Collected data:
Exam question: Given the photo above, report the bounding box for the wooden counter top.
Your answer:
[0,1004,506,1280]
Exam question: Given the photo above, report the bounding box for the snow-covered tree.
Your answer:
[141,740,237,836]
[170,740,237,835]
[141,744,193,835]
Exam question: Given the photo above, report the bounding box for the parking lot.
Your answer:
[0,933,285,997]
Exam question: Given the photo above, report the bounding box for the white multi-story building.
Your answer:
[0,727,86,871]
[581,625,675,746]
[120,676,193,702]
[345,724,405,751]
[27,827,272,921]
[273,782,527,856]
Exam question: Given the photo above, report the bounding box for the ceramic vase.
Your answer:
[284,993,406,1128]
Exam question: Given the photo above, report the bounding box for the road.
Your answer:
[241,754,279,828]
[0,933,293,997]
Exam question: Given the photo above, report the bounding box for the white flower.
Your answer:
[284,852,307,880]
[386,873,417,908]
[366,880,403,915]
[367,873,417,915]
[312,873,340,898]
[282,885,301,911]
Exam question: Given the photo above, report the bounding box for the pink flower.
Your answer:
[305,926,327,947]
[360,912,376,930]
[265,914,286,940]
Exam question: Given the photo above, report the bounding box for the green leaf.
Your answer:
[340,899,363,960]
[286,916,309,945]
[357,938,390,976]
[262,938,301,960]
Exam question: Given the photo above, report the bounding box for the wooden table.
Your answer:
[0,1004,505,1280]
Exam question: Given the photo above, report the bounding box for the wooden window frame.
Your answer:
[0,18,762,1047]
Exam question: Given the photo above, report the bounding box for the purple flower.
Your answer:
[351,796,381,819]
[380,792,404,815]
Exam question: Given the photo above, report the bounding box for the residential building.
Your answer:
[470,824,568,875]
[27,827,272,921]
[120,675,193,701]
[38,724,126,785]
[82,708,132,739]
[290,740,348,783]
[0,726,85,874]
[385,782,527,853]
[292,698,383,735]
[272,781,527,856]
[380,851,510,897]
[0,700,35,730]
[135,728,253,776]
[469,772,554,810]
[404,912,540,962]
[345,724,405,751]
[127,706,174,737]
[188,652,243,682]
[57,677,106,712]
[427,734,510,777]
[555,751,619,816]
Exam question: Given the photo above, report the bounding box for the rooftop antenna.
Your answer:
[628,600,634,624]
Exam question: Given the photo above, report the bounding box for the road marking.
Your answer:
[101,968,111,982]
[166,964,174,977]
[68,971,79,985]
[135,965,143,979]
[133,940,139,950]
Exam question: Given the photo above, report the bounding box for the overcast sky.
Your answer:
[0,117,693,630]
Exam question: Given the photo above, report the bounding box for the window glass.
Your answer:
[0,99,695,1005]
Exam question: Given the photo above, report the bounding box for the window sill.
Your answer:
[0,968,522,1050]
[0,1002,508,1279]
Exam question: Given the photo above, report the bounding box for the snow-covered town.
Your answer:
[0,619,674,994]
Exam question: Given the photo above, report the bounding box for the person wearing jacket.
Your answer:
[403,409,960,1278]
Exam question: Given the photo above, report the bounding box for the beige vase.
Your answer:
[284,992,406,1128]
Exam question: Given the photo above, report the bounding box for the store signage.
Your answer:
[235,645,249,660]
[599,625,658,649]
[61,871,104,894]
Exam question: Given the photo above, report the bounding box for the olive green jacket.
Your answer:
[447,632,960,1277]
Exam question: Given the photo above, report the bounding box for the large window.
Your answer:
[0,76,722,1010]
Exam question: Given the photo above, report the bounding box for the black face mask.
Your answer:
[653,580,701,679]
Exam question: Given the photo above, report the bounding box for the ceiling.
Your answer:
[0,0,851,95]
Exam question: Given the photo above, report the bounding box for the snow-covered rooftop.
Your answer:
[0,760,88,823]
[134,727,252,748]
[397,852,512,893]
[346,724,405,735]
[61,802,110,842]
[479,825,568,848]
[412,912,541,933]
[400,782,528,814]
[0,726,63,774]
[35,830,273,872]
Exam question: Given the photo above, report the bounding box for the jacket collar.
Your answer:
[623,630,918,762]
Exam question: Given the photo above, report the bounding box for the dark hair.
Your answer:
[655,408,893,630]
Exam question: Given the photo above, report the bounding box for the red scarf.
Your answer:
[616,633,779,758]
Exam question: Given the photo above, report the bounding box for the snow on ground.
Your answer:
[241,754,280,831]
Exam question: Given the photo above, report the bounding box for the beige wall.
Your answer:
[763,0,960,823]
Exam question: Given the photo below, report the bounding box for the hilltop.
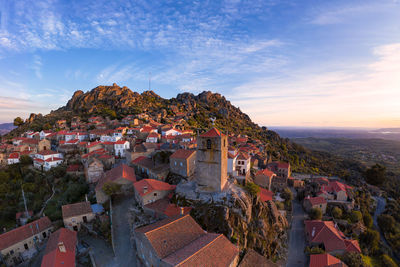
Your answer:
[8,84,365,180]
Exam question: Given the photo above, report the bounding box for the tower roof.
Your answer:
[200,128,224,138]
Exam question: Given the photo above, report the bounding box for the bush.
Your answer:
[309,207,322,220]
[305,246,324,255]
[359,229,380,254]
[363,212,373,228]
[102,182,122,196]
[378,214,396,234]
[244,182,260,197]
[350,210,363,223]
[332,207,342,219]
[341,252,365,267]
[365,164,386,186]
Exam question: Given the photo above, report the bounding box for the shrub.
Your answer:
[332,207,342,219]
[245,182,260,197]
[309,207,322,220]
[381,254,398,267]
[350,210,363,223]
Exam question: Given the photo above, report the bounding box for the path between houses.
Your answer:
[286,189,307,267]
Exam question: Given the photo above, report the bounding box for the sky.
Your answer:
[0,0,399,128]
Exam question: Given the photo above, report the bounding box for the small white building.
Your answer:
[7,152,20,165]
[236,153,251,176]
[146,132,159,143]
[114,140,130,158]
[39,130,53,140]
[227,152,238,176]
[33,150,63,171]
[162,128,181,136]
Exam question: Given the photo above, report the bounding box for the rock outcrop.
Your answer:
[175,181,288,261]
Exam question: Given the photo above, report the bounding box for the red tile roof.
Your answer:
[256,168,276,178]
[147,132,159,138]
[238,249,278,267]
[37,150,59,156]
[200,128,224,138]
[170,149,195,160]
[144,198,191,217]
[258,188,273,202]
[8,152,20,159]
[41,228,77,267]
[309,253,346,267]
[304,196,327,206]
[0,217,52,251]
[95,164,136,190]
[344,239,361,253]
[134,179,176,197]
[62,201,92,219]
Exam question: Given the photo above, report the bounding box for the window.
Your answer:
[154,193,157,196]
[24,244,28,250]
[42,232,47,238]
[10,250,14,255]
[180,162,183,167]
[207,139,211,149]
[174,161,177,166]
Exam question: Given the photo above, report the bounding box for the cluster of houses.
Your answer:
[0,111,325,266]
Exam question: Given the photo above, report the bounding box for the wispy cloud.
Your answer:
[32,55,42,79]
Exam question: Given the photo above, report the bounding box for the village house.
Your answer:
[114,140,130,157]
[39,130,53,140]
[62,201,95,231]
[66,164,84,176]
[131,156,170,181]
[95,164,137,203]
[305,220,361,255]
[33,150,63,171]
[133,179,176,205]
[238,249,279,267]
[40,227,77,267]
[169,149,196,178]
[134,214,239,267]
[7,152,20,165]
[309,253,347,267]
[146,132,159,143]
[0,217,52,266]
[84,157,104,183]
[258,188,274,202]
[161,127,181,136]
[267,161,291,179]
[227,152,238,176]
[143,198,191,219]
[254,168,276,190]
[303,196,327,214]
[317,181,352,202]
[56,119,67,128]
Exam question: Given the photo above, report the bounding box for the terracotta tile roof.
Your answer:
[163,233,239,267]
[62,201,92,219]
[41,228,77,267]
[8,152,20,159]
[0,217,52,251]
[170,149,195,160]
[239,249,278,267]
[134,179,176,197]
[256,168,276,178]
[258,188,273,202]
[144,198,191,217]
[135,214,205,258]
[304,196,327,206]
[228,152,237,159]
[344,239,361,253]
[86,141,102,148]
[237,153,250,160]
[37,150,59,156]
[200,128,224,138]
[309,253,347,267]
[147,132,159,138]
[305,220,359,253]
[131,156,148,164]
[95,164,136,190]
[114,140,128,144]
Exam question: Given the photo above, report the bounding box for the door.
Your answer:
[83,216,88,223]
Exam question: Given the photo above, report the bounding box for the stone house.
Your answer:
[169,149,196,178]
[267,161,291,179]
[84,157,104,184]
[303,196,327,214]
[131,156,170,181]
[62,201,95,231]
[0,217,52,266]
[134,214,239,267]
[254,168,276,191]
[95,164,137,204]
[133,179,176,205]
[41,228,77,267]
[143,198,191,219]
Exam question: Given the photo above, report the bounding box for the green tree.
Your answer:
[309,207,322,220]
[381,254,398,267]
[365,164,386,186]
[102,182,122,196]
[378,214,396,233]
[20,155,33,165]
[245,182,260,197]
[363,212,373,228]
[341,252,365,267]
[360,229,380,254]
[13,117,24,126]
[350,210,363,223]
[332,207,343,219]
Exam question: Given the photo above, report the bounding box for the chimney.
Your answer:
[143,186,148,194]
[311,227,315,237]
[180,207,184,215]
[58,242,66,253]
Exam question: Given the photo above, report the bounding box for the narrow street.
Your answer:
[286,190,307,267]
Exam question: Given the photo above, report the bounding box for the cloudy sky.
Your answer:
[0,0,399,128]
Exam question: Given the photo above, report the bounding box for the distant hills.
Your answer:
[0,123,16,135]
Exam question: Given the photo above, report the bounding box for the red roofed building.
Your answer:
[254,169,276,190]
[309,253,347,267]
[258,188,274,202]
[95,164,137,203]
[41,228,77,267]
[7,152,20,165]
[0,217,53,266]
[169,149,196,178]
[144,198,192,219]
[303,196,327,214]
[134,214,239,267]
[305,220,361,255]
[200,127,224,138]
[146,132,159,143]
[62,201,95,231]
[318,181,351,202]
[134,179,176,205]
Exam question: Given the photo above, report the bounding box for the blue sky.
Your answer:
[0,0,399,128]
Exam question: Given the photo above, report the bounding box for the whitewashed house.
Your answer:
[114,140,130,158]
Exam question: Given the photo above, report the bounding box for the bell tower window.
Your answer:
[207,139,212,149]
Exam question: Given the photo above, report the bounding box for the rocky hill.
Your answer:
[7,84,366,181]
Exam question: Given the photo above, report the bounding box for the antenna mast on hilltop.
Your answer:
[149,72,151,91]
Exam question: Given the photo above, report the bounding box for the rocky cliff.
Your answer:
[174,181,288,261]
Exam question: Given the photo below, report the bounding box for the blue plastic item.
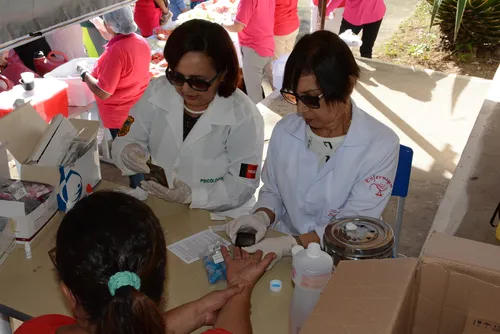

◆ **EXERCISE DESCRIPTION**:
Lines from the start of the entries through the one containing "the green leaf." are to be set down again exactly, both ends included.

◆ **RESULT OF THIS TASK**:
Exam question: Given the photo above, report the bounding box for the wooden counter top.
Your answer:
[0,1004,506,1280]
Exam question: Given the photo above, report the bounding box for the snow-covered tree.
Your answer:
[141,740,237,836]
[170,740,237,835]
[141,744,193,835]
Exam question: Given the photo above, report the bounding box for the parking lot.
Your answer:
[0,933,285,997]
Exam question: Given the photo above, report the bounding box for the white multi-story building.
Your answer:
[0,727,86,871]
[581,625,675,746]
[120,676,193,702]
[345,724,405,751]
[27,827,272,921]
[273,782,527,856]
Exam question: Given the photo above, report the bounding box for the ceramic vase.
Your answer:
[284,993,406,1128]
Exam question: Given the photo above, report the bounding box for the road.
Your answer:
[241,754,279,828]
[0,933,293,997]
Exam question: Given the photo above, report the bounding box for the white flower.
Your answer:
[284,852,307,880]
[386,873,417,908]
[366,880,403,915]
[367,873,417,915]
[312,873,340,898]
[282,885,301,911]
Exam question: Given the photo above, report the bounding box for the pink flower.
Your answer:
[305,926,327,947]
[360,912,376,930]
[265,914,286,940]
Exam question: Given the photo above, report the bounding box for the green leaf.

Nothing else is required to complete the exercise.